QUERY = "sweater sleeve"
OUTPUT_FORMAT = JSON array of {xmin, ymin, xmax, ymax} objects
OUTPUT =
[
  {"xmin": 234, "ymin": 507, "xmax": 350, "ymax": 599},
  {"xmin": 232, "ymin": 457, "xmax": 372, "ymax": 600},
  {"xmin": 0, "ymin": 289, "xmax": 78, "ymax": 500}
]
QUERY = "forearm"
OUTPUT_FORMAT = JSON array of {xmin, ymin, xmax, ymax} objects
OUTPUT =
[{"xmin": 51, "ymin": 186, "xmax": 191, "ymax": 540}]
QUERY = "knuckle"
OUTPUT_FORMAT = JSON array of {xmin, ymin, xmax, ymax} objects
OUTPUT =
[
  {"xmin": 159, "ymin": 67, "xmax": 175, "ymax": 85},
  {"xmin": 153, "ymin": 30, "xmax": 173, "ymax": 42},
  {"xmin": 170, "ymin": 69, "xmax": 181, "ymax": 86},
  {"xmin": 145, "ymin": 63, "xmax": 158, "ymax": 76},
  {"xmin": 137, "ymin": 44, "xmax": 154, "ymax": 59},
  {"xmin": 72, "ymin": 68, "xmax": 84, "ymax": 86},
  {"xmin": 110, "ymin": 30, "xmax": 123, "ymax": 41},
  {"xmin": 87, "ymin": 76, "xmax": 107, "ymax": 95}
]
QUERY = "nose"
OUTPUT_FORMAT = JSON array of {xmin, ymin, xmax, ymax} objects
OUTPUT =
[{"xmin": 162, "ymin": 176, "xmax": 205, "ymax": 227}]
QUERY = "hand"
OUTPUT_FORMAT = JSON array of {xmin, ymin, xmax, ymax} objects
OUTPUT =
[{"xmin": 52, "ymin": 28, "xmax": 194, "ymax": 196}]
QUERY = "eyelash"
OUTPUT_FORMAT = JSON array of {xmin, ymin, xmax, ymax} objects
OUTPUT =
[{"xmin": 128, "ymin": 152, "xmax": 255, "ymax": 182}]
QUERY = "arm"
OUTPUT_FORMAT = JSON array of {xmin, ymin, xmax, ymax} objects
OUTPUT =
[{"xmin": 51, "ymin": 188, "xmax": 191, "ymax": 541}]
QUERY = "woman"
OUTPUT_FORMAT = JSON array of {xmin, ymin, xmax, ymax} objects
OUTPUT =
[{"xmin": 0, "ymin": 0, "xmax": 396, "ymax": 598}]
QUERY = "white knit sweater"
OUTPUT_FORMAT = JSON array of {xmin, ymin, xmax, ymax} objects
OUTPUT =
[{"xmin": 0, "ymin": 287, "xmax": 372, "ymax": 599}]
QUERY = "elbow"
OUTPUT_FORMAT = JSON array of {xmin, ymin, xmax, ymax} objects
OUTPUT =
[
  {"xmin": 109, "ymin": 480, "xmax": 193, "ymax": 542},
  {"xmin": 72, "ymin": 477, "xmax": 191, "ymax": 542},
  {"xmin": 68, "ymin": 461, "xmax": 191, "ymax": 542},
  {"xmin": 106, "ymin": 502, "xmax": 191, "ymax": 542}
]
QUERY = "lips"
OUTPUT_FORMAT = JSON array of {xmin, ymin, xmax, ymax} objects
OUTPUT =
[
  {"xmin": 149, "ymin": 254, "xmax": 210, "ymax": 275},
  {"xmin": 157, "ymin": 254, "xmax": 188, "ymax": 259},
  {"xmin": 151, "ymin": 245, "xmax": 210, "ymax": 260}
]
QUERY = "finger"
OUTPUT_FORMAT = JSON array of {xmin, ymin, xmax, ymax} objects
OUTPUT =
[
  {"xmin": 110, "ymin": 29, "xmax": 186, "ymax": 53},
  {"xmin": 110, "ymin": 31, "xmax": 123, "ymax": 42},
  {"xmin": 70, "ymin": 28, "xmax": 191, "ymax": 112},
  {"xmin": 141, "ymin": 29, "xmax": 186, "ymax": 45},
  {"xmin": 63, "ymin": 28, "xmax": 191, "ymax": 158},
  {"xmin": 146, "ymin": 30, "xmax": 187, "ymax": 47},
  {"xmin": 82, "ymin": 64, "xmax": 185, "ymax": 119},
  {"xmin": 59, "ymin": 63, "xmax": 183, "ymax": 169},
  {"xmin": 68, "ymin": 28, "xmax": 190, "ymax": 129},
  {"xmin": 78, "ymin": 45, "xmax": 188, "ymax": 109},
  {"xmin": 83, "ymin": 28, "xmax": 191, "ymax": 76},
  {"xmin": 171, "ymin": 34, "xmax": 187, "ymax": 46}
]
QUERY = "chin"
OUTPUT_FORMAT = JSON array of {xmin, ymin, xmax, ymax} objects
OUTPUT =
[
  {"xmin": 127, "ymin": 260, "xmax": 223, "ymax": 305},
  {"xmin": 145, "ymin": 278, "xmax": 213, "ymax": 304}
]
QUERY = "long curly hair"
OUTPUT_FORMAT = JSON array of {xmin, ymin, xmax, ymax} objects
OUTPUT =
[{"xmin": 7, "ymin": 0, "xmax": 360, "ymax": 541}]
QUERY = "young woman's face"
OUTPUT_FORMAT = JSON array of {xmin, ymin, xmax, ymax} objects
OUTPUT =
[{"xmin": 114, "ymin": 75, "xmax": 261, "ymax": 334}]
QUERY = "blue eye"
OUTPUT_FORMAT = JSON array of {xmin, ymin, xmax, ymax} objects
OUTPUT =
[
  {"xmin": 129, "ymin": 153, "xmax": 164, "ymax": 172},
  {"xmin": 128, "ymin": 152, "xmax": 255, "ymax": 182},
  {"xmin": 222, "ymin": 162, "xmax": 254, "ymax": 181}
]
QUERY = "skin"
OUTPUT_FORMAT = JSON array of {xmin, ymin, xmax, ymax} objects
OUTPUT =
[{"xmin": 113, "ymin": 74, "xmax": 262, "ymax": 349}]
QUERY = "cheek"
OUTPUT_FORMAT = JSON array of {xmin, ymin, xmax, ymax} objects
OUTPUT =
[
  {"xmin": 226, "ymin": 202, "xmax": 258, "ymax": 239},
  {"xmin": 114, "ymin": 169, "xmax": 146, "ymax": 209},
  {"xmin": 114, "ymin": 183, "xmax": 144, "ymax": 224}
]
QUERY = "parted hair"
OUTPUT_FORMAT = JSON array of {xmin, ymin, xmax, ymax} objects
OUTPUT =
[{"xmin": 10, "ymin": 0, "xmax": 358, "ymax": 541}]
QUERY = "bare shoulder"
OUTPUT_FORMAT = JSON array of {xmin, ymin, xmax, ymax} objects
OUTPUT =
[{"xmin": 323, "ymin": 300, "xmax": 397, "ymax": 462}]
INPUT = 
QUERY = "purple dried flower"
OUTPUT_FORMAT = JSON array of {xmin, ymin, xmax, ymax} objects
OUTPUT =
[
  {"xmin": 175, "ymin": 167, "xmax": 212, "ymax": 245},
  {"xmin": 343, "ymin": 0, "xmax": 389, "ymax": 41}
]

----------

▸ **Work instruction**
Filter the records above, keeping each line that contains the word "hair".

▸ **Output**
QUERY = "long curly hair"
QUERY = "parted hair"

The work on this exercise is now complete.